RECORDS FOR THIS TASK Block Start
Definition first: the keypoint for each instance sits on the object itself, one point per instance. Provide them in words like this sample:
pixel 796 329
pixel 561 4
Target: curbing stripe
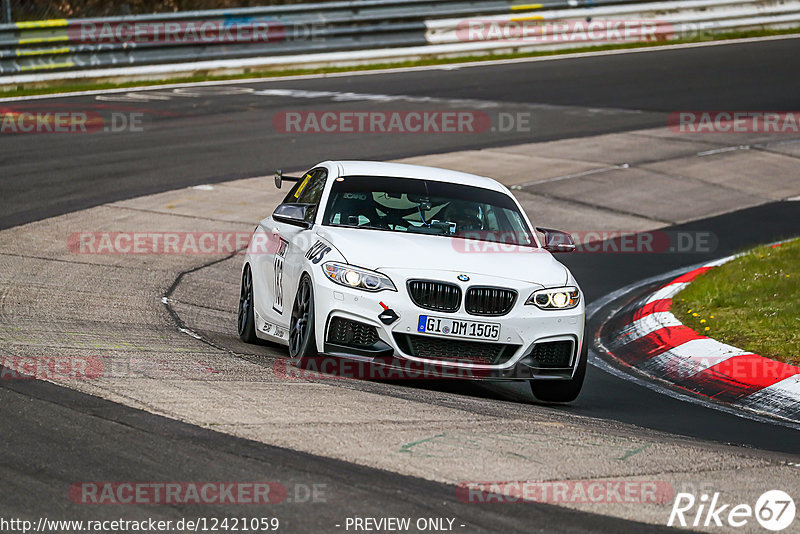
pixel 646 335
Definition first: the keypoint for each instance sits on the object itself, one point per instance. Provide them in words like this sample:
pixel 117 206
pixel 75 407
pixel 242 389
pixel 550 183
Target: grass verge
pixel 71 86
pixel 751 302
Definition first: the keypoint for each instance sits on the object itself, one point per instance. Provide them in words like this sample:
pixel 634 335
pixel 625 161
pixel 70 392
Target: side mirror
pixel 280 178
pixel 556 240
pixel 292 214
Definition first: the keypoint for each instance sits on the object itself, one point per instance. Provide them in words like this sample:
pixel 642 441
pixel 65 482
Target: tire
pixel 245 321
pixel 302 340
pixel 562 390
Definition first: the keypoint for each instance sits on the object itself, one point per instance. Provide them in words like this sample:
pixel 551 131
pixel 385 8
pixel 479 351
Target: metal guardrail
pixel 191 36
pixel 340 31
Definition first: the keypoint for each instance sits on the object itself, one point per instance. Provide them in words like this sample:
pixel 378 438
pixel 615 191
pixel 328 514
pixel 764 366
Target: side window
pixel 310 192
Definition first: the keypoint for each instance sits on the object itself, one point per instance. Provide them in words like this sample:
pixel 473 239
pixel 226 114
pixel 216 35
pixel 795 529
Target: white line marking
pixel 723 150
pixel 647 325
pixel 692 357
pixel 666 292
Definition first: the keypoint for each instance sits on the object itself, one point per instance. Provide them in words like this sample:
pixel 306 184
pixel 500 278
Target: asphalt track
pixel 208 139
pixel 54 436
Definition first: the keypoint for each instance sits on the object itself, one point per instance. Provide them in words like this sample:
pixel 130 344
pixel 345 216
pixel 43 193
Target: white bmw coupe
pixel 403 265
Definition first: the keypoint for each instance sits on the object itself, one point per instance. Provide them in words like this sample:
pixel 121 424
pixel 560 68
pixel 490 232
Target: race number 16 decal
pixel 280 254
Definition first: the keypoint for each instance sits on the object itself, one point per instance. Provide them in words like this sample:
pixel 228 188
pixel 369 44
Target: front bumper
pixel 521 330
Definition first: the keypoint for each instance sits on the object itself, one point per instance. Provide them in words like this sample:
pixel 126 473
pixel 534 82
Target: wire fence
pixel 27 10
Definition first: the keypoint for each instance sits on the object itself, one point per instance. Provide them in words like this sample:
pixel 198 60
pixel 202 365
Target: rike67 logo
pixel 774 510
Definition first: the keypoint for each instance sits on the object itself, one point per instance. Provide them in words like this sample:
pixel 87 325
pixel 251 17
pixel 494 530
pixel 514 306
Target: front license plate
pixel 445 326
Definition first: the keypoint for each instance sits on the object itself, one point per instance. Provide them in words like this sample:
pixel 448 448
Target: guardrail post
pixel 6 14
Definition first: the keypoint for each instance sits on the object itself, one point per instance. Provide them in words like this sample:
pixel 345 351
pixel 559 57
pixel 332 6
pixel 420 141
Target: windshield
pixel 426 207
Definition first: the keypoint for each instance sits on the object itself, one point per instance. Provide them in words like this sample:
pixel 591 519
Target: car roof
pixel 418 172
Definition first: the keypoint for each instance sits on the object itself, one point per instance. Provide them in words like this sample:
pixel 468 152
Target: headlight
pixel 356 277
pixel 559 298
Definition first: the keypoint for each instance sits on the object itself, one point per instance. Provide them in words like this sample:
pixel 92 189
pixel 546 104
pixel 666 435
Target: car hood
pixel 377 250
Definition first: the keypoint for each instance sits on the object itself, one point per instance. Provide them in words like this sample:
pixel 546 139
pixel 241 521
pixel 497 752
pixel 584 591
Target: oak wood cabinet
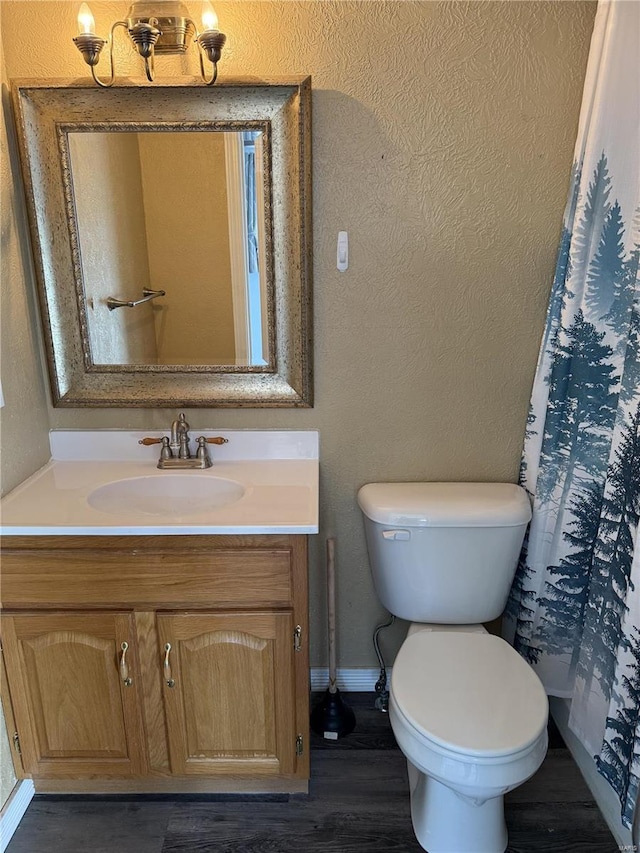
pixel 165 663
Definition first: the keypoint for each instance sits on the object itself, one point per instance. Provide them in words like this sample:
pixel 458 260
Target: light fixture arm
pixel 90 46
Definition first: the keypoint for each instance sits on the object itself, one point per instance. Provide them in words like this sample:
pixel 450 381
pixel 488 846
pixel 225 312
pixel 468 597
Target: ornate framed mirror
pixel 171 228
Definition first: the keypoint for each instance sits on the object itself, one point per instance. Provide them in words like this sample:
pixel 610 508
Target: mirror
pixel 171 232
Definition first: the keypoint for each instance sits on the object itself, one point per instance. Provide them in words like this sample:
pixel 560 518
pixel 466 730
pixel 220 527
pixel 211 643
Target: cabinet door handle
pixel 124 669
pixel 167 666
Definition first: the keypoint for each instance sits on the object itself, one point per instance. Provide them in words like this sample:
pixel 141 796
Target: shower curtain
pixel 574 611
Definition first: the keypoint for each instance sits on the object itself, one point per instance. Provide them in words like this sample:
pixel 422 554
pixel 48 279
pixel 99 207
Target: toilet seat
pixel 468 694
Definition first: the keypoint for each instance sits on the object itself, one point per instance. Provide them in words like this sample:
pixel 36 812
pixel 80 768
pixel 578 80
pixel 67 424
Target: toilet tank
pixel 444 552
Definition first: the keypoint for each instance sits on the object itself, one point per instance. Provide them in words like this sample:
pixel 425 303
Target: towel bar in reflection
pixel 147 296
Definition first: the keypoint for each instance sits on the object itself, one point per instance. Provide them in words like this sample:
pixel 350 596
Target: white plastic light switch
pixel 343 251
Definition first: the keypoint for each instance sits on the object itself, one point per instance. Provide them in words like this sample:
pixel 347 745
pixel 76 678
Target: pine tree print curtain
pixel 574 612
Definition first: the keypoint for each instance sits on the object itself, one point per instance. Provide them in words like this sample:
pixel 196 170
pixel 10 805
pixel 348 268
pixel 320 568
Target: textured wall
pixel 442 141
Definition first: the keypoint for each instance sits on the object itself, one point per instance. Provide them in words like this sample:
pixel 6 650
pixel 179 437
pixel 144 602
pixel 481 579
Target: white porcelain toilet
pixel 467 711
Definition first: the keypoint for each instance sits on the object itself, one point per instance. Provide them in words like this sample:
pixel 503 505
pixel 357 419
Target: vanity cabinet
pixel 171 663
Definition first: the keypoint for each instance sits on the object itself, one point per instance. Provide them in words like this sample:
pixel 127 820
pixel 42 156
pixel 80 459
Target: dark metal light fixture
pixel 163 26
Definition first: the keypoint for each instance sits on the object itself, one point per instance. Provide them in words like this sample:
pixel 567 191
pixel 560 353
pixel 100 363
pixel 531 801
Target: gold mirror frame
pixel 45 111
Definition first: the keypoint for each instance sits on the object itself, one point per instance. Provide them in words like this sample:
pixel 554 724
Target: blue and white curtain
pixel 574 612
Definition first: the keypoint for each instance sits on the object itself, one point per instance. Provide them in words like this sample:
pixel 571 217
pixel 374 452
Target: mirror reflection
pixel 172 241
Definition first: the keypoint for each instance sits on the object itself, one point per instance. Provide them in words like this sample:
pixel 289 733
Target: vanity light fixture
pixel 154 26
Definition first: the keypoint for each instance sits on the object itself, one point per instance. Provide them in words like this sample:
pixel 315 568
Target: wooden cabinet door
pixel 76 704
pixel 229 692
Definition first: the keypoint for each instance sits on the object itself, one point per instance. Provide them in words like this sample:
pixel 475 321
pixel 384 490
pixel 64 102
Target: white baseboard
pixel 352 680
pixel 13 811
pixel 603 794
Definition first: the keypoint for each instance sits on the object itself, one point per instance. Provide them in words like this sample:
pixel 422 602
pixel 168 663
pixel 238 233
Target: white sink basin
pixel 166 494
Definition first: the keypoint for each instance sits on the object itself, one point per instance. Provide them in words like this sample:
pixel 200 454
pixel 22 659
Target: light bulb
pixel 86 24
pixel 209 17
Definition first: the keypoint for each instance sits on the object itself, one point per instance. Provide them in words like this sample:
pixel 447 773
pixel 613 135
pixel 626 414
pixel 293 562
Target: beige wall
pixel 442 141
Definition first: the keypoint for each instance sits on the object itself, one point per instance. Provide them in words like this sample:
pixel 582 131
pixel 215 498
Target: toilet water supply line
pixel 382 698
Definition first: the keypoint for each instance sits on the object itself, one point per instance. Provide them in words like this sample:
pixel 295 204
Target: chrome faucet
pixel 175 451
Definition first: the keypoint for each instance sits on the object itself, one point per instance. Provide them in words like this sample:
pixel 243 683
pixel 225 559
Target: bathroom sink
pixel 166 494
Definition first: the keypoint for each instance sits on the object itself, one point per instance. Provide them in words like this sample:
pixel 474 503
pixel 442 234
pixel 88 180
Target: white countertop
pixel 278 469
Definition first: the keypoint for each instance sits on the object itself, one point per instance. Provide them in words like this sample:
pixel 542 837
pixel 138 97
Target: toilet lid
pixel 468 693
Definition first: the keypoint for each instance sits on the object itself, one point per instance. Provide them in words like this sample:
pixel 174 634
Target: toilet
pixel 467 711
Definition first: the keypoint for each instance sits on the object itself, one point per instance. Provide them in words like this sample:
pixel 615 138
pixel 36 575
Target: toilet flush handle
pixel 396 534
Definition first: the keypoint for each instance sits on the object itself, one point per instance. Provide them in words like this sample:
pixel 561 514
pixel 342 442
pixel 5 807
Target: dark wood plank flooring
pixel 358 803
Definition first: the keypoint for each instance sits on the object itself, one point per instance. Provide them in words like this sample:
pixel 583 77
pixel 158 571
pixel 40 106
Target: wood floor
pixel 358 803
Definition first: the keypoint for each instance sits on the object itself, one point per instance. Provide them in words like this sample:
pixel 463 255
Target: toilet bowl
pixel 467 711
pixel 470 716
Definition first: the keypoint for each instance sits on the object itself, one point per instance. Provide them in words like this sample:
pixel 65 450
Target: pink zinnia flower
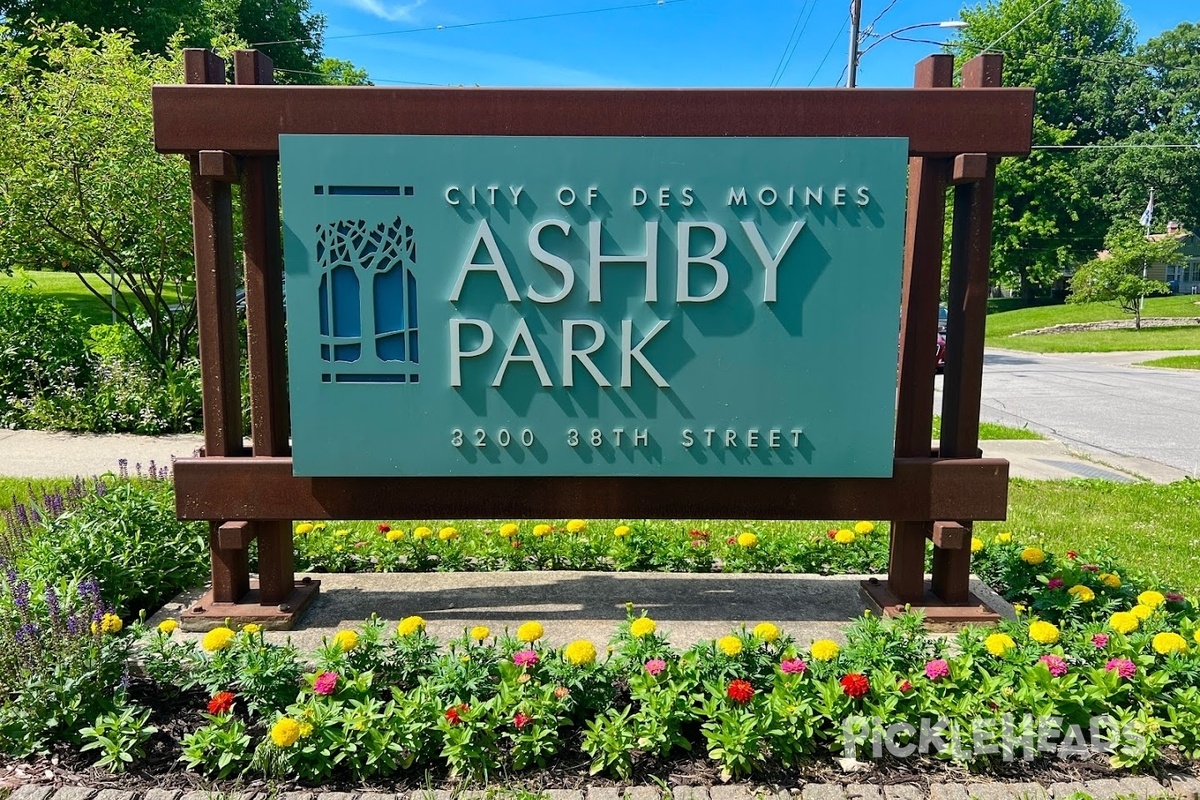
RECORDS FOR THIS TASK Block End
** EXERCISE **
An exact copy of the lines above, from the first through the line that holds "pixel 65 482", is what is needed; leave the pictures out.

** FINISHED EXERCISE **
Definition first: the keypoint for each instance sits on the object itself, one point per instance. Provide them in words like this sample:
pixel 796 329
pixel 561 4
Target: curbing stripe
pixel 646 335
Definition first: the keypoint for each instance sits on the object itself, one point per instance. Provide them in words like this sample:
pixel 117 206
pixel 75 407
pixel 242 389
pixel 550 183
Target: grass verge
pixel 71 86
pixel 751 302
Definition first: the keypoint for each instance sits on the object itself, one point per instance. Provide them in words like this sample:
pixel 634 335
pixel 625 161
pixel 70 392
Target: side mirror
pixel 280 178
pixel 556 240
pixel 292 214
Definition first: the keypoint for each instance sits on the object itself, one point per instance. Provide them in words like this sample:
pixel 642 441
pixel 65 482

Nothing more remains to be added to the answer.